***** Data for this task
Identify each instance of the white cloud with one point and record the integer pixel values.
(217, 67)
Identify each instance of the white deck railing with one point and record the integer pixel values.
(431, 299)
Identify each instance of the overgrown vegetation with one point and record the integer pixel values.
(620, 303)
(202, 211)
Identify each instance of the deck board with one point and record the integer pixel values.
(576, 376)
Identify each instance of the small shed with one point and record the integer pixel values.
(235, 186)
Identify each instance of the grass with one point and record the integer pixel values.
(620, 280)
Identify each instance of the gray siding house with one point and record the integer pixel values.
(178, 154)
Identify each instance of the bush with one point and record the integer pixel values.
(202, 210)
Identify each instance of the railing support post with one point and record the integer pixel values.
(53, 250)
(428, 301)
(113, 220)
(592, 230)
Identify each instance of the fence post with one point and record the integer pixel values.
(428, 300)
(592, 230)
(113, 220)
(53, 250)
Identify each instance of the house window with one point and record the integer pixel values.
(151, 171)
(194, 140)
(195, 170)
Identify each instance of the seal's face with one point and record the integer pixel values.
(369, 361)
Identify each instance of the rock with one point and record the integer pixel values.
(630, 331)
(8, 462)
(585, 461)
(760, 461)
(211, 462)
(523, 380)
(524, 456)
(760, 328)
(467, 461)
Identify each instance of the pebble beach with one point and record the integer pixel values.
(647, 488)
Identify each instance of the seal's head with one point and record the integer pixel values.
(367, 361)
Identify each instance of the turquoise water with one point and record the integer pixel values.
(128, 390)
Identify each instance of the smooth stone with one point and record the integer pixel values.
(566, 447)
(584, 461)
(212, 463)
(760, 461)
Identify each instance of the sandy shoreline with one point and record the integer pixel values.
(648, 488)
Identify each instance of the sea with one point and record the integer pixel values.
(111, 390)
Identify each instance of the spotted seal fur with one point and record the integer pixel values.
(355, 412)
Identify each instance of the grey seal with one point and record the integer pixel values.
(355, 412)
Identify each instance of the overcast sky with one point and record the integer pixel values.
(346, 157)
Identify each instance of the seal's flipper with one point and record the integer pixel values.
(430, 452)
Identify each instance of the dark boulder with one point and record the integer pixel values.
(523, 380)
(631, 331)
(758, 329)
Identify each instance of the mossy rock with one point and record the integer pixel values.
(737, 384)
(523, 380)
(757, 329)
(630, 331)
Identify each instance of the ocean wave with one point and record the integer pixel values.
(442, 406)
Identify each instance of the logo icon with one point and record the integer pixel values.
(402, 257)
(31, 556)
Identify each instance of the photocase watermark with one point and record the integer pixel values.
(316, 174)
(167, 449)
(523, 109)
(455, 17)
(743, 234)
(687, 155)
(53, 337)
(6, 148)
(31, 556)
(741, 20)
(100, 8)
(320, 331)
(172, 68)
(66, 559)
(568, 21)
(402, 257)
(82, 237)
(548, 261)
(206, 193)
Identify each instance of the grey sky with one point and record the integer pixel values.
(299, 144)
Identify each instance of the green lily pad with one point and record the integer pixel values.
**********
Revise the data above, replacing "pixel values" with "pixel coordinates" wherever it appears and leaving everything else unchanged.

#### Response to the task:
Identify each instance of the white cloud with one point and record the integer pixel coordinates.
(217, 67)
Identify each instance of the white deck railing with one point and record the integer pixel coordinates.
(431, 299)
Identify each instance of the overgrown vegetation with one point and record the integer pixel coordinates.
(620, 303)
(202, 211)
Identify each instance of the deck board with one point and record the integer pixel coordinates.
(576, 376)
Identify each instance of the small shed with one point and record the integer pixel coordinates.
(235, 186)
Identify each instance of the grass with one point and record the integer pixel coordinates.
(620, 280)
Identify each instance of the gray siding house with one point and record the integer pixel coordinates.
(178, 154)
Identify each instance of the bush with one point and record the integer pixel coordinates.
(202, 210)
Identify each instance of the railing support post with one point and record the integer pixel coordinates.
(53, 250)
(428, 301)
(113, 220)
(592, 230)
Identify each instance of the fence post with one point and record the integer pixel coordinates.
(428, 300)
(592, 230)
(113, 220)
(53, 250)
Identify each instance of the house window with one point and record the integer pixel coordinates.
(151, 171)
(194, 140)
(195, 170)
Identify each instance of the seal's face with one point and record the integer pixel coordinates.
(369, 361)
Identify each instance of the rock with one point and record the integer pixel coordinates.
(630, 331)
(8, 462)
(585, 461)
(760, 461)
(211, 462)
(523, 380)
(524, 456)
(760, 328)
(467, 461)
Identify each instance of the pebble beach with one point and record the integer pixel coordinates.
(647, 488)
Identify each instance of the seal's head with one point and record the integer pixel coordinates.
(367, 361)
Identify each instance of the turquoise water with one point and record the integer pixel coordinates.
(128, 390)
Identify each instance of the smooth stone with one point and record the integer pixel coordinates.
(566, 447)
(584, 461)
(212, 463)
(760, 461)
Identify each instance of the sandy shoreline with one point and record the integer pixel coordinates.
(648, 488)
Identify each instance of the sea with one point and record the integer pixel coordinates.
(111, 390)
Identify each instance of the spotted seal fur with one point and record the integer pixel coordinates.
(355, 412)
Identify each instance of the grey seal with one point and record the integer pixel coordinates.
(355, 412)
Identify each instance of the overcast sky with one point and record the integer pixel coordinates.
(346, 157)
Identify each instance of the seal's flipper with one point and record the integer pixel coordinates.
(430, 452)
Identify each instance of the dark boulder with one point and record the integer pixel coordinates.
(523, 380)
(631, 331)
(758, 329)
Identify each instance of the mossy rock with one point and record the integer pixel coordinates.
(737, 384)
(523, 380)
(757, 329)
(630, 331)
Identify each instance of the ocean wave with one point and record the integer pixel coordinates.
(442, 406)
Identify each instance of the logo icon with one point and record the integer pixel coordinates.
(402, 257)
(31, 556)
Identify each instance of the photocase watermark with one point and record the integer pixel coordinates.
(316, 174)
(167, 449)
(523, 109)
(455, 17)
(743, 234)
(687, 155)
(53, 337)
(6, 148)
(31, 556)
(741, 20)
(100, 8)
(320, 331)
(172, 68)
(66, 559)
(568, 21)
(402, 257)
(82, 237)
(548, 261)
(206, 193)
Identify each instance of the grey sky with one point and record the integer pixel coordinates.
(299, 144)
Identify each instance of the green lily pad with one point and record the integer pixel coordinates.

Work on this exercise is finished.